The story opens with the young Alma and her ten-year-old nephew Loren enjoying an afternoon planetarium show. The drama starts when they are separated in a post-show tangle of exiting stargazers. The ensuing plot, enormously complex yet tantalizing, documents the next fifteen years of our protagonists’ separate, but seemingly cosmically-linked adventures. While under this book’s cosmic spell, you will be both educated and entertained as A Trip to the Stars sends you to the outer rings of love and destiny as this mystery unfolds.
As Alma and Loren narrate alternating chapters of this 499 page opus, they become Mala and Enzo. Name changes are only two of, what will be many, portents you will encounter on their esoteric journeys. Indeed, Christopher will connect many of his dots with a colorful variety of such talismans, the majority of them touching on notions of stars and constellations, perhaps as a reminder that subtle, yet influential, energies are at play.

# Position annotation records

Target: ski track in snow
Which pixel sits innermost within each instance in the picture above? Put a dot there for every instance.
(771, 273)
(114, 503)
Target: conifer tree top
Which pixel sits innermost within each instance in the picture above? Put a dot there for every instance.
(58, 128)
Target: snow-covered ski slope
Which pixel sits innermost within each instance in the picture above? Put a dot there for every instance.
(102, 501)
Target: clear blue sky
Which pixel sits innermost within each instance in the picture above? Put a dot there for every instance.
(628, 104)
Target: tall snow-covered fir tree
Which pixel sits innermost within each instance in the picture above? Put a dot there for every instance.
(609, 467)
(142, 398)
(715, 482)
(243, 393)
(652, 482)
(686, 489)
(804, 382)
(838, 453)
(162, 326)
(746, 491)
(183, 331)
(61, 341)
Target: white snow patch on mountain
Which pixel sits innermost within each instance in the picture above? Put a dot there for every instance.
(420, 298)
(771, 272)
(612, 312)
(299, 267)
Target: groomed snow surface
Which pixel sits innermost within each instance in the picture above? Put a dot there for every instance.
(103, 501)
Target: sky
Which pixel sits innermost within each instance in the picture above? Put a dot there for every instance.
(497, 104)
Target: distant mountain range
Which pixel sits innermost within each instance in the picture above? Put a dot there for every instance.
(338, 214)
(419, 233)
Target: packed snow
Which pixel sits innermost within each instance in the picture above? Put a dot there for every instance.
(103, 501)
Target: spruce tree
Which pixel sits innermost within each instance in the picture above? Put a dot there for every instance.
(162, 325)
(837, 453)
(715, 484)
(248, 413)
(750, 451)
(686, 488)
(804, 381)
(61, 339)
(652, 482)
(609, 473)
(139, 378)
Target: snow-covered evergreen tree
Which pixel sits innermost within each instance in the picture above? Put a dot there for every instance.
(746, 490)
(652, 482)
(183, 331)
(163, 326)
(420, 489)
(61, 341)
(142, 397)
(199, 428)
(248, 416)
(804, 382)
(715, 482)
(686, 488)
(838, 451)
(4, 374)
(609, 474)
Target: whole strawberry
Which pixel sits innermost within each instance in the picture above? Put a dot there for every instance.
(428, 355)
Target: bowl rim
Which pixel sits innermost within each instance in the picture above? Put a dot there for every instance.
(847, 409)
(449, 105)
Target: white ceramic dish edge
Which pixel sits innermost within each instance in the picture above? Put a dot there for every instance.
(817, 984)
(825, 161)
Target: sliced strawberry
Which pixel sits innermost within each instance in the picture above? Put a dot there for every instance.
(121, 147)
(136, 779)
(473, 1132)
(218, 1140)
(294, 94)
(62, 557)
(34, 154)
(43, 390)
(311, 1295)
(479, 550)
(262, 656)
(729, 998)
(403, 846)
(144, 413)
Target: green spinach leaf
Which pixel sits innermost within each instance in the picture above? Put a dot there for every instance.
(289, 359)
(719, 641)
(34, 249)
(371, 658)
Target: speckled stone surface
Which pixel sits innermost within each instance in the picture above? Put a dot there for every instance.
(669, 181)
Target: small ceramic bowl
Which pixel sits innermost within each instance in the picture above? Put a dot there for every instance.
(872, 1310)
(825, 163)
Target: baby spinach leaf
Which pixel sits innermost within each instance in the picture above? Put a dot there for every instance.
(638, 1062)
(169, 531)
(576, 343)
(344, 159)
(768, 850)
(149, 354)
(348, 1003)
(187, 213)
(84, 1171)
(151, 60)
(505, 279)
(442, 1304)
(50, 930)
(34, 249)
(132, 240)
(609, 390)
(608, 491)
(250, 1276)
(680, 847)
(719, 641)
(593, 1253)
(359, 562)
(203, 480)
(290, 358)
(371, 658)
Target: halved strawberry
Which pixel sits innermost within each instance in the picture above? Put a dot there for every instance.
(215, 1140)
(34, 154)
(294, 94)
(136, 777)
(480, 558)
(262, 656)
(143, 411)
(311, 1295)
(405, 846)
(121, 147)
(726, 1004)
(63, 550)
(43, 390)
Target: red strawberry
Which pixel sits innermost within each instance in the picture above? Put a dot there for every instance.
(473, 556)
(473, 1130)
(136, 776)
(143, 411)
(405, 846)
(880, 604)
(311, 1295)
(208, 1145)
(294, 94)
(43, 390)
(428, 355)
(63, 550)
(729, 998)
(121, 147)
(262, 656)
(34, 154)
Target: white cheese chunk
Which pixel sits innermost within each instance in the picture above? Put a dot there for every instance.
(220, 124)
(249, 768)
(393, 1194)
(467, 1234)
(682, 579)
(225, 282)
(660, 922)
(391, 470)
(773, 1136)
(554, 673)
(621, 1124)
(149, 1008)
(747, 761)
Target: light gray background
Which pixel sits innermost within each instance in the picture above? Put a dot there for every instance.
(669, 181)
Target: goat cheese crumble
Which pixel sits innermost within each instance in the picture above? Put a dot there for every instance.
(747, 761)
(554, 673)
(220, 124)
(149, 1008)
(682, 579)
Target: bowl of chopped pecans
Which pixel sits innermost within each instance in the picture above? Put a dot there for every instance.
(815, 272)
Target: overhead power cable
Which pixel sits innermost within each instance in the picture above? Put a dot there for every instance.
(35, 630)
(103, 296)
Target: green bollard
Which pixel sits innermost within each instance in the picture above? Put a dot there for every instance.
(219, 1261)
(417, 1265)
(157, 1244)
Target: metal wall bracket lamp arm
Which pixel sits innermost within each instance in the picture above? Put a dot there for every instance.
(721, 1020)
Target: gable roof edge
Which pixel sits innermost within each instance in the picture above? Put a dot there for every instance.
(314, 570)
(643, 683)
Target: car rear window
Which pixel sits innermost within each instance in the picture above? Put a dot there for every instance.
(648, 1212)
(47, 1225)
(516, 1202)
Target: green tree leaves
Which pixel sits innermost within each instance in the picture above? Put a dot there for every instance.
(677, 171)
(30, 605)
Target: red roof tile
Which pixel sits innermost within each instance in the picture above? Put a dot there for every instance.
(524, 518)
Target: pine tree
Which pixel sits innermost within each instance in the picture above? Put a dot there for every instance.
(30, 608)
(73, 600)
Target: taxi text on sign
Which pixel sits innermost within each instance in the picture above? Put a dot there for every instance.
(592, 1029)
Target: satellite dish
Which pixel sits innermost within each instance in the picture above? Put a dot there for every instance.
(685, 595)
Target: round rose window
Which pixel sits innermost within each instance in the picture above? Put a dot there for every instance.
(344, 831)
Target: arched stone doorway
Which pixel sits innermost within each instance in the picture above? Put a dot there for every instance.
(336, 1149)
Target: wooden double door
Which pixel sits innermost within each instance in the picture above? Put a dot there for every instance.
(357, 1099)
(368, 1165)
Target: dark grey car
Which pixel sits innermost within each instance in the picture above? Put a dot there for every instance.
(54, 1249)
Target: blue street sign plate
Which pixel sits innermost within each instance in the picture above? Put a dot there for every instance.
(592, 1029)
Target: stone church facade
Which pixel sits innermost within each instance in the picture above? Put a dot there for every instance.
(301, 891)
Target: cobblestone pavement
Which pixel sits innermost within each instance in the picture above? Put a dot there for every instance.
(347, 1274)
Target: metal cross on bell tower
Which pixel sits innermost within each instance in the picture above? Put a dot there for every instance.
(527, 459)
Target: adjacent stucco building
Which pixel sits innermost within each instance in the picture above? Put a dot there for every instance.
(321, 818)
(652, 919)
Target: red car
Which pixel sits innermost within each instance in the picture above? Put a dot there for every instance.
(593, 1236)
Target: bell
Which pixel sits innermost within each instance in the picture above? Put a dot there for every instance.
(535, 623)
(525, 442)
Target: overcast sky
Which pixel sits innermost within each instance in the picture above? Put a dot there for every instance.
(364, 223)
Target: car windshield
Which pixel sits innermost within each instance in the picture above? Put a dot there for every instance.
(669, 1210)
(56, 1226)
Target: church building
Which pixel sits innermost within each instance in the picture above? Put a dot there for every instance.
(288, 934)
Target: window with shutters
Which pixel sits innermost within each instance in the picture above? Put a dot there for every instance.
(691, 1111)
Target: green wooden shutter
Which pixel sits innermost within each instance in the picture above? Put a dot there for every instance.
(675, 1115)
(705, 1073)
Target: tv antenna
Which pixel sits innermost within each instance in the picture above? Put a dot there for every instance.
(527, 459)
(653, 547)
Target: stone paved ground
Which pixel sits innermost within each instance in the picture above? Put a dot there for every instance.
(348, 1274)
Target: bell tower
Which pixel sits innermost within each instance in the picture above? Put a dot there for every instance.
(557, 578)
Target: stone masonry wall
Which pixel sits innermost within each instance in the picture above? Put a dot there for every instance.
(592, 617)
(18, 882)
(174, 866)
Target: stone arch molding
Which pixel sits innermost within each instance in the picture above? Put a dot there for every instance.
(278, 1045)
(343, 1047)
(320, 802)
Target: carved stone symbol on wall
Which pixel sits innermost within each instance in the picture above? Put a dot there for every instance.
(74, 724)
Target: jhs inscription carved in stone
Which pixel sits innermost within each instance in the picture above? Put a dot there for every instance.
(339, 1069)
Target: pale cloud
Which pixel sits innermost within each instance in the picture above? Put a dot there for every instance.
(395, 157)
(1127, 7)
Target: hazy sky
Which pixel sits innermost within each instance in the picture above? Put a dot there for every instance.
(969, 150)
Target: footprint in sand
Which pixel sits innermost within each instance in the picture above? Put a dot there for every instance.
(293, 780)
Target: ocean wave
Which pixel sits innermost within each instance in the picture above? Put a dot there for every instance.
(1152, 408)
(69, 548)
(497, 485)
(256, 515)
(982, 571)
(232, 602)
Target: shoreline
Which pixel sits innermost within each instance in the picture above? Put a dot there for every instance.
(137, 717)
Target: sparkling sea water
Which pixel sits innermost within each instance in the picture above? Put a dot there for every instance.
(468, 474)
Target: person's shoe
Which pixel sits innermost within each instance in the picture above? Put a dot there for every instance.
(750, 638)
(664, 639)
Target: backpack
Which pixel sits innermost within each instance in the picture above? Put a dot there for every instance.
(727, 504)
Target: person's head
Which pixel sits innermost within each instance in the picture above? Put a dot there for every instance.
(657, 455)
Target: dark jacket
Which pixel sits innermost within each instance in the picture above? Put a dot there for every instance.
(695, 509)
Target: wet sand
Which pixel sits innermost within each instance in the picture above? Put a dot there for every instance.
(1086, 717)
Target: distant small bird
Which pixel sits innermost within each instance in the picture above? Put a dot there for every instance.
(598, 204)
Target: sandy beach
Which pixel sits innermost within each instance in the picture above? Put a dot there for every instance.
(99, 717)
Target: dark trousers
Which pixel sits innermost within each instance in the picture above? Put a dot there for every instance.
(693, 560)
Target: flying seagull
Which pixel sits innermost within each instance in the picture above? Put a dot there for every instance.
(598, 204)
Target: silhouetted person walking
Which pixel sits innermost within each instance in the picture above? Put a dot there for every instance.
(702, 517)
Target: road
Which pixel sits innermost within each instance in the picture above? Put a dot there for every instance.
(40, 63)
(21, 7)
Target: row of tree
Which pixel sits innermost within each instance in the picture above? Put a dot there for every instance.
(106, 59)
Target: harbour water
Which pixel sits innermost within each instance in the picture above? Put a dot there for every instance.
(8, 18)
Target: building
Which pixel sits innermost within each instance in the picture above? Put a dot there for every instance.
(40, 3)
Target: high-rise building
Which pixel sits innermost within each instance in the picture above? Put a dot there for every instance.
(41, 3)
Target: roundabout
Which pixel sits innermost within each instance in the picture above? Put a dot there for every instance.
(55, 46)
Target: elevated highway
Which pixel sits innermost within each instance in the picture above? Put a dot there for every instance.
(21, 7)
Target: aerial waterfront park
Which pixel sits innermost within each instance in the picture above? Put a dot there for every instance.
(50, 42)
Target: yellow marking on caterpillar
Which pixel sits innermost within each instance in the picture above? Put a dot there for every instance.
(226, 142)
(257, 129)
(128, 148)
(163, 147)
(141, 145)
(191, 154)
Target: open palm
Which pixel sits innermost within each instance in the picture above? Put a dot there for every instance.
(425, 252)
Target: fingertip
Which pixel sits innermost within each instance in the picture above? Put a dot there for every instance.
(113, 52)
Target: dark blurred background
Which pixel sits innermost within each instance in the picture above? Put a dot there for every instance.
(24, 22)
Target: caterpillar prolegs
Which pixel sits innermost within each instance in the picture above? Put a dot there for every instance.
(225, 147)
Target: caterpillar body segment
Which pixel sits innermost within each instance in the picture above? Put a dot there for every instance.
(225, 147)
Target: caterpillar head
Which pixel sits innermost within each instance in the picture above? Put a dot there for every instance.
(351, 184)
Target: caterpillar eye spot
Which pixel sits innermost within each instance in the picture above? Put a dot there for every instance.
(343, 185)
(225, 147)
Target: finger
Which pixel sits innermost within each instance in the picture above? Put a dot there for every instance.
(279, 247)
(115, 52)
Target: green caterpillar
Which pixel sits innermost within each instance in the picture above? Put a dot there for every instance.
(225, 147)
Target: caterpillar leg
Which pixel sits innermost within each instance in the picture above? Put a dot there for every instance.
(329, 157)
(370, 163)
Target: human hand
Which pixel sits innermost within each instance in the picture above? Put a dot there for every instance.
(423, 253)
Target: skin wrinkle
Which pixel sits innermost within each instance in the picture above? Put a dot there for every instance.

# WRITTEN PROBLEM
Carry on the book review of A Trip to the Stars, picking up right after its final sentence.

# REPLY TO THE TASK
Christopher, an accomplished poet, rendered in Mala and Enzo characters a vulnerability and an openness that propels them into captivating situations throughout their separate lives. Christopher’s direct and sure-handed prose is made from words so carefully selected and assembled that you may at times be tempted to pause your reading to relish in the fluent lyricism of a recently read poetic phrase.
As you share with Alma and Loren in their struggles toward growth and fulfillment, you will come to care about them deeply, and to hope for them that the biggest and brightest star in the cosmos will light the way to the convergence of their destinies.
This is a novel to be enjoyed again and again as each reading discovers new layers of intricacy and revelations. Warning: If you loan out your copy of A Trip to the Stars, you may never get it back. I am on my fourth copy of this treasure.